Reproduce the records precisely. Omit every picture.

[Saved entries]

☆ ☆ ☆

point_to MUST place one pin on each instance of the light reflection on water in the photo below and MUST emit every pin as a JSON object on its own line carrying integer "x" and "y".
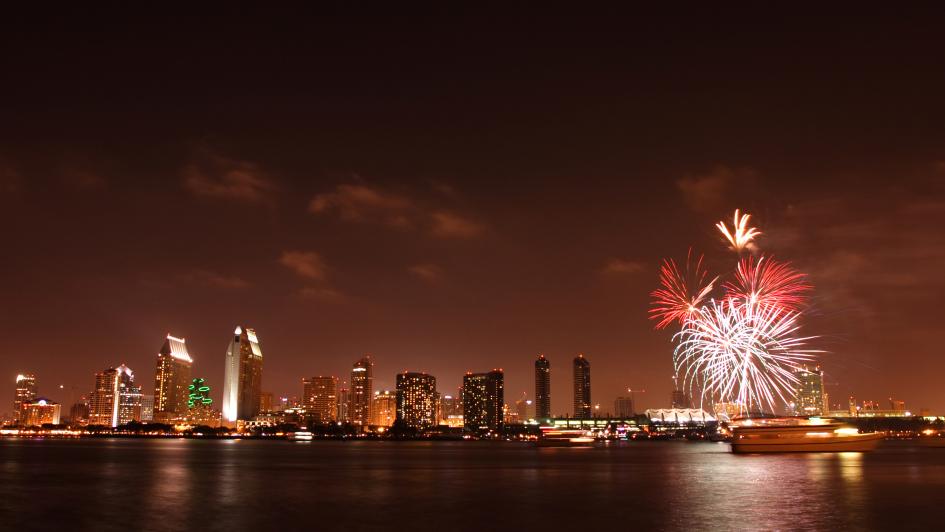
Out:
{"x": 236, "y": 485}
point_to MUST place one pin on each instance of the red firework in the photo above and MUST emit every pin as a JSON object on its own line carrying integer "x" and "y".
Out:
{"x": 769, "y": 283}
{"x": 681, "y": 292}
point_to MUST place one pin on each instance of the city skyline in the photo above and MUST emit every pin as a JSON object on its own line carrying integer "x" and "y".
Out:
{"x": 465, "y": 205}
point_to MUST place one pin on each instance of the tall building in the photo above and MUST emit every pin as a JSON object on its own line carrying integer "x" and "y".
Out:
{"x": 41, "y": 411}
{"x": 542, "y": 388}
{"x": 242, "y": 379}
{"x": 344, "y": 404}
{"x": 809, "y": 392}
{"x": 362, "y": 391}
{"x": 320, "y": 396}
{"x": 25, "y": 394}
{"x": 416, "y": 400}
{"x": 384, "y": 408}
{"x": 116, "y": 400}
{"x": 200, "y": 409}
{"x": 582, "y": 388}
{"x": 623, "y": 407}
{"x": 483, "y": 398}
{"x": 171, "y": 380}
{"x": 451, "y": 410}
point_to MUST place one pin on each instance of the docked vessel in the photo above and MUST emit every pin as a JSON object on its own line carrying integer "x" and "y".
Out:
{"x": 552, "y": 437}
{"x": 787, "y": 435}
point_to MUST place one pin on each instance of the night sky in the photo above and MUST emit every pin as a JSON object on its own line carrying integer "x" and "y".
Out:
{"x": 457, "y": 193}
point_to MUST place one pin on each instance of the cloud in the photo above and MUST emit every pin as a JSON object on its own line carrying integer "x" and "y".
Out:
{"x": 622, "y": 267}
{"x": 710, "y": 192}
{"x": 369, "y": 204}
{"x": 219, "y": 177}
{"x": 427, "y": 272}
{"x": 306, "y": 264}
{"x": 217, "y": 280}
{"x": 361, "y": 203}
{"x": 321, "y": 294}
{"x": 450, "y": 225}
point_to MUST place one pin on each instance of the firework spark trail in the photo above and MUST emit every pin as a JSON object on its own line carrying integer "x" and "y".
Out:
{"x": 682, "y": 293}
{"x": 741, "y": 235}
{"x": 743, "y": 353}
{"x": 767, "y": 282}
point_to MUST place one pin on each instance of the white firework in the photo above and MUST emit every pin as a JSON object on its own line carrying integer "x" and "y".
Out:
{"x": 742, "y": 353}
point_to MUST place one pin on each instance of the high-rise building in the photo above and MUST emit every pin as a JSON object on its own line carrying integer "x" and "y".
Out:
{"x": 171, "y": 379}
{"x": 41, "y": 411}
{"x": 809, "y": 392}
{"x": 147, "y": 408}
{"x": 116, "y": 400}
{"x": 384, "y": 408}
{"x": 200, "y": 409}
{"x": 416, "y": 400}
{"x": 320, "y": 397}
{"x": 242, "y": 379}
{"x": 542, "y": 388}
{"x": 623, "y": 407}
{"x": 344, "y": 404}
{"x": 25, "y": 394}
{"x": 362, "y": 391}
{"x": 582, "y": 388}
{"x": 265, "y": 402}
{"x": 483, "y": 398}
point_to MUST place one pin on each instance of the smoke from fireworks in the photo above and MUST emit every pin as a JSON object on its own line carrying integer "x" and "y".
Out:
{"x": 743, "y": 348}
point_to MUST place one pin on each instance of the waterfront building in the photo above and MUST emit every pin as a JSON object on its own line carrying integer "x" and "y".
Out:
{"x": 384, "y": 408}
{"x": 79, "y": 413}
{"x": 41, "y": 411}
{"x": 200, "y": 409}
{"x": 809, "y": 392}
{"x": 25, "y": 394}
{"x": 582, "y": 387}
{"x": 265, "y": 402}
{"x": 623, "y": 407}
{"x": 416, "y": 400}
{"x": 116, "y": 400}
{"x": 171, "y": 380}
{"x": 362, "y": 391}
{"x": 344, "y": 404}
{"x": 483, "y": 399}
{"x": 542, "y": 388}
{"x": 320, "y": 397}
{"x": 242, "y": 379}
{"x": 147, "y": 408}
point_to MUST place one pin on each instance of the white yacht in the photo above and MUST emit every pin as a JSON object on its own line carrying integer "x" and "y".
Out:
{"x": 786, "y": 435}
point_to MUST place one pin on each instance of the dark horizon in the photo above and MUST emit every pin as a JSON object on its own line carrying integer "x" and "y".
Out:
{"x": 455, "y": 194}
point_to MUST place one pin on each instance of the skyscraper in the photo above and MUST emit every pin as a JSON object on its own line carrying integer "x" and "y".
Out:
{"x": 416, "y": 400}
{"x": 171, "y": 380}
{"x": 242, "y": 379}
{"x": 320, "y": 397}
{"x": 483, "y": 398}
{"x": 25, "y": 394}
{"x": 582, "y": 388}
{"x": 116, "y": 400}
{"x": 542, "y": 388}
{"x": 384, "y": 408}
{"x": 623, "y": 407}
{"x": 809, "y": 392}
{"x": 362, "y": 391}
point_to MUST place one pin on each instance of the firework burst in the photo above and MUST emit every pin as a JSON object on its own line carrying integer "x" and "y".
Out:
{"x": 744, "y": 347}
{"x": 741, "y": 236}
{"x": 681, "y": 293}
{"x": 766, "y": 282}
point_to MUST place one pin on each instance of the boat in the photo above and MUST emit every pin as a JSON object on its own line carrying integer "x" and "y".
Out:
{"x": 792, "y": 435}
{"x": 553, "y": 437}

☆ ☆ ☆

** OUTPUT OF THE TASK **
point_to MUST place one pin on each instance of the light reflection on water in the photo below and MUST emit every pin as a JSON object on its own line carrying integer "x" and "y".
Out:
{"x": 236, "y": 485}
point_to MUST place one pin on each instance of the red firework in the photo above and MUST emit every pin as a JSON object on its own line carrying integer "x" and "y".
Out:
{"x": 769, "y": 283}
{"x": 681, "y": 292}
point_to MUST place one pin on each instance of the city skyline in the photo above and MUST emit every pin as a JSON object on its own line carrying integer "x" and "y".
Out:
{"x": 465, "y": 205}
point_to MUST place one pin on each instance of the tall building in the photo above and MUST emit every pin as a JSON object on its own line carrying integer "x" and "y".
Out:
{"x": 41, "y": 411}
{"x": 542, "y": 388}
{"x": 242, "y": 379}
{"x": 344, "y": 404}
{"x": 809, "y": 392}
{"x": 362, "y": 391}
{"x": 320, "y": 396}
{"x": 25, "y": 394}
{"x": 416, "y": 400}
{"x": 384, "y": 408}
{"x": 116, "y": 400}
{"x": 200, "y": 409}
{"x": 582, "y": 388}
{"x": 623, "y": 407}
{"x": 483, "y": 398}
{"x": 171, "y": 380}
{"x": 451, "y": 410}
point_to MUST place one pin on each instance of the docked vessel in the photo above and MUST emit every pin as a JSON object on its own line carrying integer "x" and "y".
Out:
{"x": 552, "y": 437}
{"x": 787, "y": 435}
point_to MUST place one pin on each instance of the night sky in the photo above and MUST emit every pin as a JSON object on its own line carrying integer "x" and "y".
Out:
{"x": 457, "y": 193}
point_to MUST place one pin on each instance of the cloud in the photo above and MUST emit every pin as a JSON object on its own line carrying integer "x" and "y".
Out:
{"x": 622, "y": 267}
{"x": 710, "y": 192}
{"x": 369, "y": 204}
{"x": 219, "y": 177}
{"x": 427, "y": 272}
{"x": 306, "y": 264}
{"x": 217, "y": 280}
{"x": 361, "y": 203}
{"x": 321, "y": 294}
{"x": 450, "y": 225}
point_to MUST place one pin on each instance of the firework spark trail in the photo above and MUST emit every pin as a JSON object on its own line carrying integer "x" and "y".
Out:
{"x": 682, "y": 293}
{"x": 741, "y": 235}
{"x": 743, "y": 353}
{"x": 767, "y": 282}
point_to MUST place one pin on each instance of the white firework in the photo above and MUST emit every pin as a JSON object on its own line carrying integer "x" and "y".
Out:
{"x": 742, "y": 353}
point_to MUST place one pin on each instance of the high-rise building in the photo above and MUST emit every pin as a JSON object on its own line carrying integer "x" and "y".
Out:
{"x": 171, "y": 379}
{"x": 41, "y": 411}
{"x": 809, "y": 392}
{"x": 147, "y": 408}
{"x": 116, "y": 400}
{"x": 384, "y": 408}
{"x": 200, "y": 409}
{"x": 416, "y": 400}
{"x": 320, "y": 397}
{"x": 242, "y": 379}
{"x": 542, "y": 388}
{"x": 623, "y": 407}
{"x": 344, "y": 404}
{"x": 25, "y": 394}
{"x": 362, "y": 391}
{"x": 582, "y": 388}
{"x": 265, "y": 402}
{"x": 483, "y": 398}
point_to MUST place one pin on each instance of the smoke from fireworks in the photo above and MUST emit every pin as a JSON object on its own line carrying integer "x" and "y".
Out:
{"x": 743, "y": 348}
point_to MUST place one pin on each instance of the waterfront building in the photo above and MUST emit every pin as a JSON object on its own line carrying integer "x" and "y".
Out:
{"x": 384, "y": 408}
{"x": 79, "y": 413}
{"x": 41, "y": 411}
{"x": 200, "y": 409}
{"x": 809, "y": 392}
{"x": 25, "y": 394}
{"x": 582, "y": 387}
{"x": 265, "y": 402}
{"x": 623, "y": 407}
{"x": 416, "y": 400}
{"x": 116, "y": 400}
{"x": 171, "y": 380}
{"x": 362, "y": 391}
{"x": 344, "y": 404}
{"x": 483, "y": 399}
{"x": 542, "y": 388}
{"x": 320, "y": 397}
{"x": 242, "y": 379}
{"x": 147, "y": 408}
point_to MUST place one pin on each instance of the white yacht in the photo above and MUST emit every pin as a JSON object on its own line carrying integer "x" and "y".
Out:
{"x": 786, "y": 435}
point_to MUST place one pin on each instance of the dark horizon in the photo above and MUST emit every pin as a JSON object on its own line carrying integer "x" and "y".
Out:
{"x": 455, "y": 194}
point_to MUST place one pin on each instance of the skyscraper in the photo above and MUST emit every pin as a JSON object on its own line carrying integer "x" and "y".
Out:
{"x": 416, "y": 400}
{"x": 171, "y": 380}
{"x": 242, "y": 379}
{"x": 320, "y": 397}
{"x": 483, "y": 398}
{"x": 25, "y": 394}
{"x": 582, "y": 388}
{"x": 116, "y": 400}
{"x": 542, "y": 388}
{"x": 384, "y": 408}
{"x": 623, "y": 407}
{"x": 809, "y": 392}
{"x": 362, "y": 391}
point_to MUST place one pin on each instance of the firework burst in the photo above and MUST emit every pin as a JSON object on its own line carrying integer "x" and "y".
Out:
{"x": 744, "y": 347}
{"x": 741, "y": 236}
{"x": 681, "y": 293}
{"x": 766, "y": 282}
point_to MUST place one pin on each instance of the boat in the photo above and MUST emit every pin as a JSON object on its own line carrying integer "x" and "y".
Out:
{"x": 792, "y": 435}
{"x": 553, "y": 437}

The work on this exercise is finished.